## VORLIEGENDER AUSZUG
Stellvertretend geantwortet hat uns Frau Dr. Ulrike Marschner, Ministerialrätin im Bayerischen Staatsministerium für Umwelt und Verbraucherschutz und Vorsitzende der AG Tierschutz.

Dr. Marschner: Vielen Dank für Ihre Anfrage zu den überarbeiteten Leitlinien zum Umgang mit und Nutzung von Pferden unter Tierschutzgesichtspunkten (Tierschutz im Pferdesport).
Leitlinien entfalten keine rechtliche Verbindlichkeit, sondern sie sollen eine Orientierungshilfe für die Auslegung der allgemeinen Regelungen des Tierschutzgesetzes geben und alle Personen, die mit Pferden umgehen, aber auch die zuständigen Behörden und Gerichte bei der Entscheidung unterstützen, ob eine Nutzung von Pferden den Vorschriften des Tierschutzgesetzes entspricht. Sie ersetzen nicht die Prüfung und Abwägung im jeweiligen Einzelfall. Dies vorangestellt, beantworten wir Ihre Fragen wie folgt: 


In Leitlinien können

keine Verbote

geregelt werden.


Warum werden Leitlinien nicht häufiger aktualisiert. Seit 1992 sind ja nun 28 Jahre vergangen. Und werden die Leitlinien zur Haltung dann auch in Bälde aktualisiert?

Dr. Marschner: Die Leitlinien werden vom Bundesministerium für Ernährung und Landwirtschaft herausgegeben. Ihre Fragen können daher nur von dort beantwortet werden. Die AGT würde eine regelmäßigere Prüfung der Aktualität und ggf. zeitnahe Anpassung der Leitlinien begrüßen.

## DATENAUSZUG
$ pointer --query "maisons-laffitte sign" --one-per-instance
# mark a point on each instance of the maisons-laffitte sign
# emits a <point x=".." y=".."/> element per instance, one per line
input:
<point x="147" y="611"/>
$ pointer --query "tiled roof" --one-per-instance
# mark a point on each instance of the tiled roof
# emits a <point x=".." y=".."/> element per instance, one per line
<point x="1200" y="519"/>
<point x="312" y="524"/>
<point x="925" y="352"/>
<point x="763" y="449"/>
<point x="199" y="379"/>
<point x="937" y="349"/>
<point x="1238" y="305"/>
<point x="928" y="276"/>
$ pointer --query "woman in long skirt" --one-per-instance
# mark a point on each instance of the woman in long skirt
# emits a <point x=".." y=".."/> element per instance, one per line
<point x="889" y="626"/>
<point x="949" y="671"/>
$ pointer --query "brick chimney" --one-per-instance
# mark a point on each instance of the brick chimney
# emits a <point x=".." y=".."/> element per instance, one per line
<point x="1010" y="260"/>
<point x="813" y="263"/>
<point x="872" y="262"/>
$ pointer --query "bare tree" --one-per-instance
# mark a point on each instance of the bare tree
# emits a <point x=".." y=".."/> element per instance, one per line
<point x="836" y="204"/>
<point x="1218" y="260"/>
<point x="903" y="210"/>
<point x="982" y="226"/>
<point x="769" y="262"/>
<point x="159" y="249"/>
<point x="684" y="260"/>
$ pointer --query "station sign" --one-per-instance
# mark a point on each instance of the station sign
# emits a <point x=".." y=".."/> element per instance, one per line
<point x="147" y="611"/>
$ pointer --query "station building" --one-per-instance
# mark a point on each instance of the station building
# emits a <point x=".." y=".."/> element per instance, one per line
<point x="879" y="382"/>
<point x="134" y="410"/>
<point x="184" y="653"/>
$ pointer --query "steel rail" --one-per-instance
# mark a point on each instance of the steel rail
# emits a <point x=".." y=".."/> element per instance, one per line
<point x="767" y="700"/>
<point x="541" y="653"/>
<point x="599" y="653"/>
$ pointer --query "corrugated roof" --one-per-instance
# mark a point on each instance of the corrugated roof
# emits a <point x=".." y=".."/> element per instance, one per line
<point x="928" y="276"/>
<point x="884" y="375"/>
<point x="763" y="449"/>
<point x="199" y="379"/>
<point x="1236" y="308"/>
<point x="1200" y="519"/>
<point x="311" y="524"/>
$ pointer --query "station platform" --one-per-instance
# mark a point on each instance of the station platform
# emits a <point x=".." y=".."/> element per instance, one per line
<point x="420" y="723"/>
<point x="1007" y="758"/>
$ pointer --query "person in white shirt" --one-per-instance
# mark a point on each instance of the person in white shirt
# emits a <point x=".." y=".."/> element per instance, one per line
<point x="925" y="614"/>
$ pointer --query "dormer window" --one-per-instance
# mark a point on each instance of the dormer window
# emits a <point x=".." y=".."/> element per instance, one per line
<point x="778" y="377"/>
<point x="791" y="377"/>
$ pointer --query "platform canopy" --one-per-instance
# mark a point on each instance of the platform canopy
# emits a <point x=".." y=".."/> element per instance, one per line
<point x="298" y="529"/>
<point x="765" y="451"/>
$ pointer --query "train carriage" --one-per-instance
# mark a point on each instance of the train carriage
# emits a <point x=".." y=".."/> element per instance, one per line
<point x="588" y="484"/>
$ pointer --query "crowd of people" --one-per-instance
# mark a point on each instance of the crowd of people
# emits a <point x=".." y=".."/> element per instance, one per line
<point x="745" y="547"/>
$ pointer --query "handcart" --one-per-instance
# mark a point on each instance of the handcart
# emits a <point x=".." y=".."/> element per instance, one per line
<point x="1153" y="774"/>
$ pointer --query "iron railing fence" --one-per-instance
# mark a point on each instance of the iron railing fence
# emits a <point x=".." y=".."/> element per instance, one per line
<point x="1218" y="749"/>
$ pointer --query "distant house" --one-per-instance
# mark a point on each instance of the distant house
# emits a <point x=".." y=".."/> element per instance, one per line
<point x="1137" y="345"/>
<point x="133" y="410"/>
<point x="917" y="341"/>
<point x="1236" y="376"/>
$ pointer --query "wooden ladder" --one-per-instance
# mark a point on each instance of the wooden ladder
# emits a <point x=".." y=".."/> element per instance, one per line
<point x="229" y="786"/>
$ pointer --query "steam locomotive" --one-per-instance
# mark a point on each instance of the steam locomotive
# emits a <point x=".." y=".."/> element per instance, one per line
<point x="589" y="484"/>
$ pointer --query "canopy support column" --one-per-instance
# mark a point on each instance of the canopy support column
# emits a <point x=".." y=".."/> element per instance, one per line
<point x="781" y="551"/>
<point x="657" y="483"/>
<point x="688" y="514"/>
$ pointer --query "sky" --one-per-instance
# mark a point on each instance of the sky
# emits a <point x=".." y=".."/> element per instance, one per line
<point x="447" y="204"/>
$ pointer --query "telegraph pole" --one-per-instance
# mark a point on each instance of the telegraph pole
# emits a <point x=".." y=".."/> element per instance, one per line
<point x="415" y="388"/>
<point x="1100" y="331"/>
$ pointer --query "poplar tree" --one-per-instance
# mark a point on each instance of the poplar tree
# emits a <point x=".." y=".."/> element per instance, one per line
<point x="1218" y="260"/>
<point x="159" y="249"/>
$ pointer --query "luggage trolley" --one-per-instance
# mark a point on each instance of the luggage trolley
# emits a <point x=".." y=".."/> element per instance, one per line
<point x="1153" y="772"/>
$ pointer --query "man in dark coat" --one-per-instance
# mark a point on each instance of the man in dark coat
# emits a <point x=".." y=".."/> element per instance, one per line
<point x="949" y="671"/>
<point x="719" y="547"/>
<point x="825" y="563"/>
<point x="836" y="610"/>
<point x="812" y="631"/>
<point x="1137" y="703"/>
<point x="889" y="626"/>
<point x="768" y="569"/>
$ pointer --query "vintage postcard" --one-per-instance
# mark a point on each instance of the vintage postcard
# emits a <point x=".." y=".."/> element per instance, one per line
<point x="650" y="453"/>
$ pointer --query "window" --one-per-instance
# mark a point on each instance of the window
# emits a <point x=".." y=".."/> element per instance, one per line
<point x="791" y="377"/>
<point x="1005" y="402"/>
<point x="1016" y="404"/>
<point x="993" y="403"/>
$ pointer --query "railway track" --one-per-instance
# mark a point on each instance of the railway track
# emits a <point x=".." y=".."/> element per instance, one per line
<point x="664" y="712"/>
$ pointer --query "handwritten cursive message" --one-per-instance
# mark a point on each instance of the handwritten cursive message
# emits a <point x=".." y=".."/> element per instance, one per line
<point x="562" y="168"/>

--

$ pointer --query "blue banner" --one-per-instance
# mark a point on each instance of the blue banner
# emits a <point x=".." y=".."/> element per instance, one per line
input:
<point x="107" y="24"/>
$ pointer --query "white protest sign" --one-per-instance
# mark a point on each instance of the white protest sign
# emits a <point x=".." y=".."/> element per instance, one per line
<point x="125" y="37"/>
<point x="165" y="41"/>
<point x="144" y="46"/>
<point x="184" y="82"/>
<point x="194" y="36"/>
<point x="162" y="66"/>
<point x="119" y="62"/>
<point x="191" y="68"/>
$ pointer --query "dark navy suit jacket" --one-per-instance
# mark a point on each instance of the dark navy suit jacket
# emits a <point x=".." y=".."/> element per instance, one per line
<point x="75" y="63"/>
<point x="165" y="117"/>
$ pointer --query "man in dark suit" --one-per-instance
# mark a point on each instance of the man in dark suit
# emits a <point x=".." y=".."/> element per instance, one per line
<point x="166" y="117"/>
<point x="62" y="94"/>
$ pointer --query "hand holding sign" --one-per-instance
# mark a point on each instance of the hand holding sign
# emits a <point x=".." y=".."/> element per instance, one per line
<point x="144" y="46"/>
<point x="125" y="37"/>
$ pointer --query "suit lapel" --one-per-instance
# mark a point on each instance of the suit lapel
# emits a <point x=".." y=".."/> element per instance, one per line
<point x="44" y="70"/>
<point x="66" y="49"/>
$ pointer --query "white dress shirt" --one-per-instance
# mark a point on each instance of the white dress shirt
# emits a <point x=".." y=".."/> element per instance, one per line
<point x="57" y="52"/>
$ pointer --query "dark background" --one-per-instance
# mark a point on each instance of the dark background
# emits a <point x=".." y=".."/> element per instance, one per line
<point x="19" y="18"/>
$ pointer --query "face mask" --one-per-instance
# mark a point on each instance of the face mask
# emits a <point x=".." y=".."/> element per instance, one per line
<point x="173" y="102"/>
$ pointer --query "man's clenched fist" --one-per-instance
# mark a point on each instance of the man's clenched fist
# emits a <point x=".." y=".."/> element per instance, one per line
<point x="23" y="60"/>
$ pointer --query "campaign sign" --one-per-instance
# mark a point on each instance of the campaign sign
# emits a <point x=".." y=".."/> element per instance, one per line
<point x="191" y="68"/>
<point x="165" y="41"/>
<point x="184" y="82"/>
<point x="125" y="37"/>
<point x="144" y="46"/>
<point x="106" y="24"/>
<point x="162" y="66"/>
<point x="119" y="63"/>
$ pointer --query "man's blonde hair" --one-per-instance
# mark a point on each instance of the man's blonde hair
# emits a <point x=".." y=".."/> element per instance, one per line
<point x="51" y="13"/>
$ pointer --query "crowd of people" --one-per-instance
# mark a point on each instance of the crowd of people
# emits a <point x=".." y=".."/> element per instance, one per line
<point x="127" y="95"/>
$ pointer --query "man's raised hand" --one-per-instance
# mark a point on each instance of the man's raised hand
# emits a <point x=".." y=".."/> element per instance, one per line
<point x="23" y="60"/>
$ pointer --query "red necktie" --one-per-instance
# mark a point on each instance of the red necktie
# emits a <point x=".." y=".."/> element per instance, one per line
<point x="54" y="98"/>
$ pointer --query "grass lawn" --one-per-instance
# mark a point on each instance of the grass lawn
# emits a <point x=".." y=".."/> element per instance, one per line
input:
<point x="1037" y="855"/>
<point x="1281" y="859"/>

...

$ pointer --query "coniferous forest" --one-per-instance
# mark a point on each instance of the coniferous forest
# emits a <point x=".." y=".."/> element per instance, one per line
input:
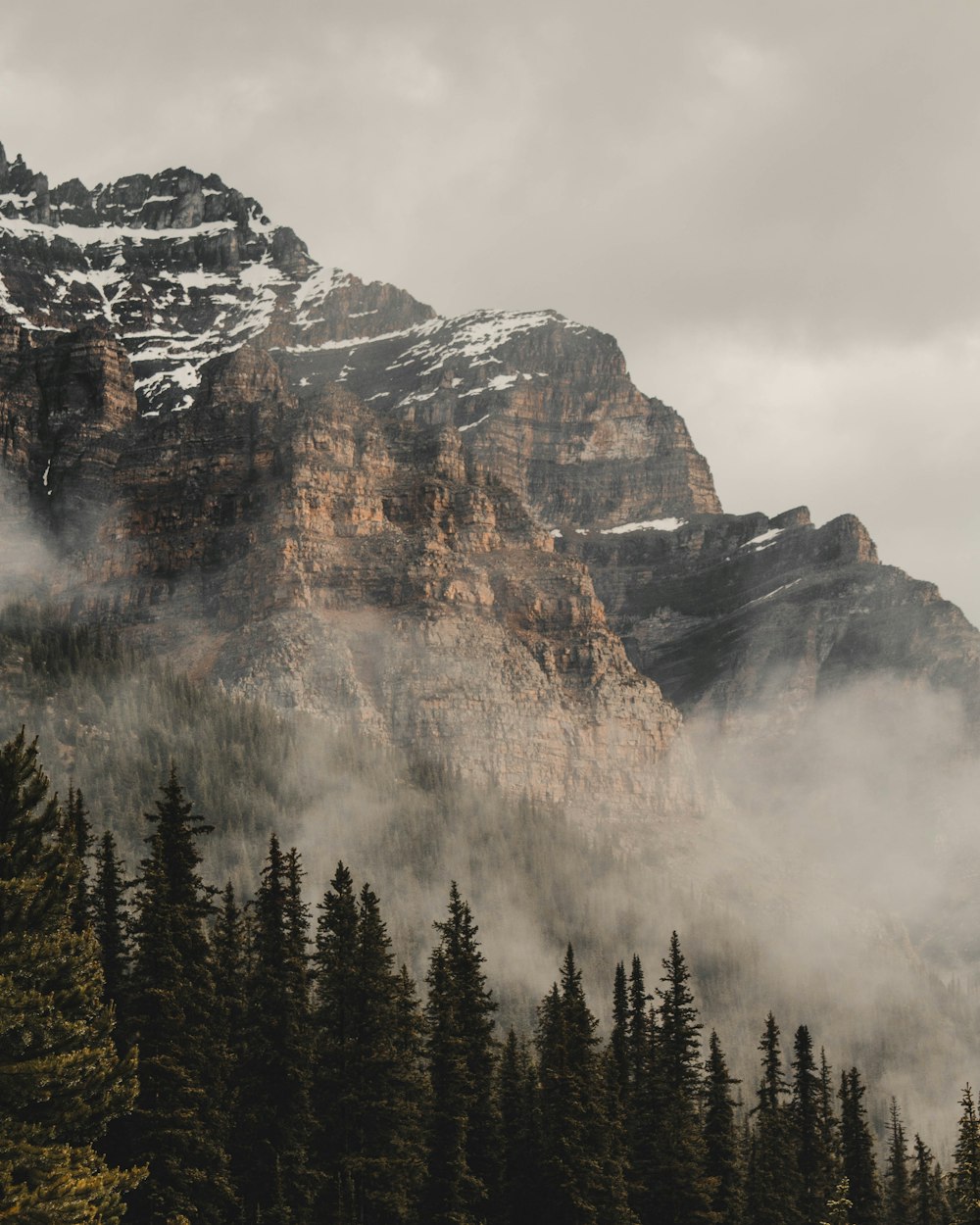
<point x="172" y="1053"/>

## KURZE ÜBUNG 1
Wiederhole den Auszug über die Tierschutz-Leitlinien für Pferde vollständig und wortgetreu.
## KURZE ÜBUNG 2
Zähle, in wie vielen Zeilen der Datensätze die Zeichenfolge "support" vorkommt, und nenne nur die Zahl.
Die Datensätze stehen in keinem Zusammenhang mit dem Auszug.

## ENDGÜLTIGE ANTWORT 1
Stellvertretend geantwortet hat uns Frau Dr. Ulrike Marschner, Ministerialrätin im Bayerischen Staatsministerium für Umwelt und Verbraucherschutz und Vorsitzende der AG Tierschutz.

Dr. Marschner: Vielen Dank für Ihre Anfrage zu den überarbeiteten Leitlinien zum Umgang mit und Nutzung von Pferden unter Tierschutzgesichtspunkten (Tierschutz im Pferdesport).
Leitlinien entfalten keine rechtliche Verbindlichkeit, sondern sie sollen eine Orientierungshilfe für die Auslegung der allgemeinen Regelungen des Tierschutzgesetzes geben und alle Personen, die mit Pferden umgehen, aber auch die zuständigen Behörden und Gerichte bei der Entscheidung unterstützen, ob eine Nutzung von Pferden den Vorschriften des Tierschutzgesetzes entspricht. Sie ersetzen nicht die Prüfung und Abwägung im jeweiligen Einzelfall. Dies vorangestellt, beantworten wir Ihre Fragen wie folgt: 


In Leitlinien können

keine Verbote

geregelt werden.


Warum werden Leitlinien nicht häufiger aktualisiert. Seit 1992 sind ja nun 28 Jahre vergangen. Und werden die Leitlinien zur Haltung dann auch in Bälde aktualisiert?

Dr. Marschner: Die Leitlinien werden vom Bundesministerium für Ernährung und Landwirtschaft herausgegeben. Ihre Fragen können daher nur von dort beantwortet werden. Die AGT würde eine regelmäßigere Prüfung der Aktualität und ggf. zeitnahe Anpassung der Leitlinien begrüßen.

## ENDGÜLTIGE ANTWORT 2
2